*** Records for this task ***
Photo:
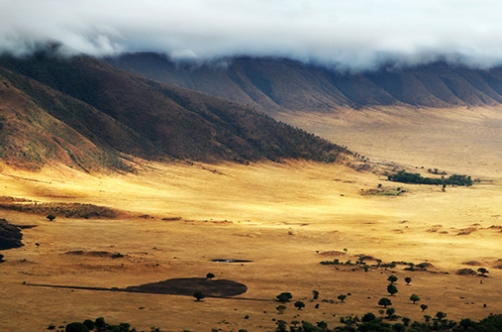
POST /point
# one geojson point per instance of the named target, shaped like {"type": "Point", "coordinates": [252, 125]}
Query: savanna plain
{"type": "Point", "coordinates": [280, 219]}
***
(What to do):
Make an exact copy of all the material, but keep the pictures out of it.

(Answer section):
Photo:
POST /point
# one geojson point per instance of the named target, shaped like {"type": "Point", "coordinates": [252, 125]}
Query: savanna plain
{"type": "Point", "coordinates": [280, 219]}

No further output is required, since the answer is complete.